Natural language region descriptions
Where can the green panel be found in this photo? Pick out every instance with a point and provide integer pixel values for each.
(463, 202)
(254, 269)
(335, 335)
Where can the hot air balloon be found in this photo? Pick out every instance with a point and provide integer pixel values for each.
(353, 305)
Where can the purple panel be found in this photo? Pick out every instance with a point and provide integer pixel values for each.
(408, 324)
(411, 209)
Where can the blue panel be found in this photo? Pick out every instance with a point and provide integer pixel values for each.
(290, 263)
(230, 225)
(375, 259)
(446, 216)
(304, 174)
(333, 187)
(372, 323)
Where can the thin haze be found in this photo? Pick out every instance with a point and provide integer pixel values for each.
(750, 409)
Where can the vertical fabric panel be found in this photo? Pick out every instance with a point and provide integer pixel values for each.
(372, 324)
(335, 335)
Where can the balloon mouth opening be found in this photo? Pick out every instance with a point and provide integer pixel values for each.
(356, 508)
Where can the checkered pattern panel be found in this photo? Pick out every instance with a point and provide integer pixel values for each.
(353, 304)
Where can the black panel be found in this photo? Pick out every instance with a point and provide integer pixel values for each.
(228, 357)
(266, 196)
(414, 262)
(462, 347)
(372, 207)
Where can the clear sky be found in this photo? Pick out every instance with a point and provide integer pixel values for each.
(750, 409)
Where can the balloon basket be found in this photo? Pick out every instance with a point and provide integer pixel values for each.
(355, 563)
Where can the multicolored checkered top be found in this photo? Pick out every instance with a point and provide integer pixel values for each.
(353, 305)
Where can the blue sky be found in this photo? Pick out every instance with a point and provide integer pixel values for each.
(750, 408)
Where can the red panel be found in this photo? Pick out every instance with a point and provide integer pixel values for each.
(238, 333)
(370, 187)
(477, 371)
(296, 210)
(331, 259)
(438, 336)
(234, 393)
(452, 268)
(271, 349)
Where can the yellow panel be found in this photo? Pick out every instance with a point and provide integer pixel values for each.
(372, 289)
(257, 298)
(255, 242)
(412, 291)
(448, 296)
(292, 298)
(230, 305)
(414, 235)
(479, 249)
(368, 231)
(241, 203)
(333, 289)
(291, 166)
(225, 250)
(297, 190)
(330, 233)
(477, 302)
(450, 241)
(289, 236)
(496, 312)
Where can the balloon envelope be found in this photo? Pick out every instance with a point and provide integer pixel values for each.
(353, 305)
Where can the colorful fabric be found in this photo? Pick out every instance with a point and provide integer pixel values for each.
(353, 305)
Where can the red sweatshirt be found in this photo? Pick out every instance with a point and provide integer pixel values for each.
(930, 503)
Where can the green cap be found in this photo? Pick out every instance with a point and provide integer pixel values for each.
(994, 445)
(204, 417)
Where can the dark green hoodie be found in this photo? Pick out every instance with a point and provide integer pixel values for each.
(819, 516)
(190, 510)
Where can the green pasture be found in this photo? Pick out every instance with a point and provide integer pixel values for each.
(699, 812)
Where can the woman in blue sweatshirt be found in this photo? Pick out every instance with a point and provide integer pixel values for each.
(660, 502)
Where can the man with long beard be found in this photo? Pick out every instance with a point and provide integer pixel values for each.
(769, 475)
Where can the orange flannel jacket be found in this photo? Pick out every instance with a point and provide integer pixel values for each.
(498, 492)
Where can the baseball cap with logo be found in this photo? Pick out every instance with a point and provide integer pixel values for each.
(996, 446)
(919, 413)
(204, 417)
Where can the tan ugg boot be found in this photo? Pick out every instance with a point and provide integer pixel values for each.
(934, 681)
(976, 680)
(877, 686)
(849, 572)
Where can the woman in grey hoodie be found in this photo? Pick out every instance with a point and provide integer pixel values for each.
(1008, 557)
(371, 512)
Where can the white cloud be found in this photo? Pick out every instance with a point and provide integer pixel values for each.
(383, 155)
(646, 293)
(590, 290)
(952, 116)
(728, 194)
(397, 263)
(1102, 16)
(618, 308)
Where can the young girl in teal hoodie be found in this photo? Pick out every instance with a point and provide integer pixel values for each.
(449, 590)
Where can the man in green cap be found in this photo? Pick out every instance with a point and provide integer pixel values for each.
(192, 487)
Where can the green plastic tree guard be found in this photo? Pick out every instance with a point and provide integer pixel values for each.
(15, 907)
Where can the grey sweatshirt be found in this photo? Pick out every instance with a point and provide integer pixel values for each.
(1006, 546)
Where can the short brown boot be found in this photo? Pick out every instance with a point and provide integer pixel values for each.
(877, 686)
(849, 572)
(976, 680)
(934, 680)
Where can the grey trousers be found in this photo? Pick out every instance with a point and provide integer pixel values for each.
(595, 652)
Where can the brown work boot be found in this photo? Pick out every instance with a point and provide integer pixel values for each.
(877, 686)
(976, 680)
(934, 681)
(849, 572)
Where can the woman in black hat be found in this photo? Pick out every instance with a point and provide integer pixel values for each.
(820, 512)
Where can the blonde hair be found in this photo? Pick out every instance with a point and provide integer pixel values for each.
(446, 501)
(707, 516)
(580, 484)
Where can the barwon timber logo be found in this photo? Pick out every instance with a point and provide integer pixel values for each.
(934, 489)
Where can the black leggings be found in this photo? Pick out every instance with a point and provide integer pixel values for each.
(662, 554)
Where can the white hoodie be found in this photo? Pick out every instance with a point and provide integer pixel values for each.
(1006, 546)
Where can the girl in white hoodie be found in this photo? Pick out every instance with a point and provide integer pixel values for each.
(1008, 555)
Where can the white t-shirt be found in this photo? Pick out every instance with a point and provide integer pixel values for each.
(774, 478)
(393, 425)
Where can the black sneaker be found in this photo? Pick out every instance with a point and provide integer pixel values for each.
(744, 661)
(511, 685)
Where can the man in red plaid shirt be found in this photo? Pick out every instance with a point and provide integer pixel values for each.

THE PROBLEM:
All the lines above must be output exactly, with none omitted.

EXERCISE RESULT:
Where can the green panel be found in this photo? Pick out every instance with a point and provide integer pixel values for each.
(463, 202)
(254, 269)
(335, 335)
Where can the hot air balloon be found in this photo? Pick out every instance with a point and provide integer pixel values for each.
(353, 305)
Where can the purple panel be found in this photo? Pick out every instance with a point and provide integer pixel values for each.
(408, 324)
(411, 209)
Where can the blue panel be found in this photo? Pick out every instance with a point and provide integer pixel values for each.
(290, 263)
(230, 225)
(375, 259)
(446, 216)
(304, 174)
(333, 187)
(372, 323)
Where can the thin haze be found in this photo? Pick out every instance with a point and provide integer pixel values for each.
(750, 409)
Where can the vertical fabric panel be found in this photo? Pick out every instance with a point and provide integer pixel values for each.
(372, 324)
(335, 335)
Where can the balloon mouth opening be found in this photo? Pick out every instance with a point and provide integer pixel values for each.
(356, 508)
Where can the checkered pattern panel be found in this photo? Pick out every instance with a point and provide integer pixel values for each.
(353, 304)
Where can the black panel be found in this photo? Pick out every instance with a point and provide integer pixel values for each.
(228, 357)
(266, 196)
(414, 262)
(462, 347)
(372, 207)
Where can the clear sky be found in this photo? Pick out every instance with a point and provide integer pixel values for each.
(750, 409)
Where can the balloon basket be found in this photo? Pick out every instance with a point and provide integer pixel values for each.
(355, 563)
Where can the multicolored checkered top be found in this photo? Pick out every instance with a point and provide integer pixel values for each.
(353, 305)
Where can the blue sky be found in this photo? Pick out every instance with a point and provide integer pixel values for each.
(750, 408)
Where can the red panel be found in this photo? Pick out every instance with a point and provide integer pixel values for each.
(238, 333)
(370, 187)
(477, 371)
(296, 210)
(331, 259)
(438, 336)
(234, 393)
(452, 268)
(271, 349)
Where can the yellow panel be found in this photo? Pick out every instance with a point and provide integer pixel values for each.
(372, 289)
(257, 298)
(255, 242)
(412, 291)
(448, 296)
(292, 298)
(230, 305)
(414, 235)
(479, 249)
(368, 231)
(241, 203)
(333, 289)
(291, 166)
(225, 250)
(297, 190)
(330, 233)
(477, 302)
(450, 241)
(289, 236)
(496, 312)
Where can the balloon envelope be found in this photo? Pick out every instance with a point and provide integer pixel values for each.
(353, 305)
Where can the colorful fabric be found in this photo? Pick out every instance with a point and provide integer pixel values for each.
(353, 305)
Where can the red sweatshirt be found in this photo? Pick out every instance with a point and provide integer pixel values for each.
(930, 503)
Where can the green cap be found in this photo? Pick out every instance with a point and provide integer pixel values for each.
(994, 445)
(204, 417)
Where can the dark green hoodie be found in this photo? Pick out every instance with a point and provide integer pixel values for each.
(819, 516)
(190, 510)
Where can the green pasture be found in this photo? Pick out every instance with a point and provide integer pixel values for each.
(699, 812)
Where can the woman in blue sweatshirt be found in this photo? Pick out every instance with a point and provide integer pixel values for each.
(660, 502)
Where can the man with long beard be found in this photo? Pick out every instance with a point and provide integer pixel values for each.
(769, 475)
Where can the orange flannel jacket be found in this photo? Pick out every instance with a point and provide integer pixel values for each.
(498, 492)
Where can the baseball cap with logo be found in this photo? Pick out every instance with a point and provide integer pixel values for each.
(996, 446)
(919, 413)
(204, 417)
Where can the tan ugg boot be found in this photo? Pick out every instance with a point and provide integer pixel values for each.
(934, 681)
(976, 680)
(877, 686)
(849, 572)
Where can the woman in grey hoodie be found in this photo? Pick out every instance with a point and provide integer pixel values for each.
(1008, 557)
(371, 512)
Where can the white cloud be found in this photo? Pick out every instance with a point and provide integer pixel values for each.
(383, 155)
(646, 293)
(590, 290)
(952, 116)
(728, 194)
(397, 263)
(1102, 16)
(618, 308)
Where can the young girl in teal hoodie be found in this photo? Pick out every instance with a point and provide integer pixel values for each.
(449, 590)
Where can the man in green cap be found in this photo? Pick out every instance with a point and provide integer pixel values for each.
(192, 487)
Where can the green plastic tree guard be found in this photo? Pick out every instance with a point and provide integer pixel values for each.
(15, 907)
Where can the grey sweatshirt be found in this photo? Pick out every instance with a point and provide integer pixel values for each.
(1006, 546)
Where can the short brown boot be found in this photo? Pick out every instance with a point and provide integer pixel values for each.
(877, 686)
(849, 572)
(976, 680)
(934, 680)
Where can the grey trousers be found in this photo? Pick out every instance with a point and provide integer pixel values for each.
(595, 652)
Where can the brown work boot be found in this photo? Pick out every instance with a point and provide integer pixel values for each.
(877, 686)
(976, 680)
(934, 681)
(849, 572)
Where can the woman in black hat be found in this photo? Pick out every instance with a point and provide integer pixel values for each.
(820, 512)
Where can the blonde hair be found in this photo? Pick out every instance with a point and provide integer pixel values for each.
(446, 501)
(707, 516)
(580, 484)
Where can the barwon timber logo be found in this photo? Pick out every instance with a point and provide integer pixel values for each.
(934, 489)
Where can the black leggings be found in this photo? Pick out every instance with a point and provide integer pixel values for each.
(662, 554)
Where can the white hoodie be found in this photo? Pick out every instance with a point and provide integer pixel values for each.
(1006, 546)
Where can the girl in white hoodie be found in this photo? Pick out every instance with a point and provide integer pixel values for each.
(1008, 555)
Where can the white t-shirt be found in this photo? Pick out every instance with a point and provide integer pixel values for each.
(774, 478)
(393, 425)
Where can the black sneaker be found in this photo? Pick out every instance with a point and provide integer pixel values for each.
(744, 661)
(511, 685)
Where can the man in red plaid shirt be found in this photo? Pick out every instance with a point and provide integer pixel values for each.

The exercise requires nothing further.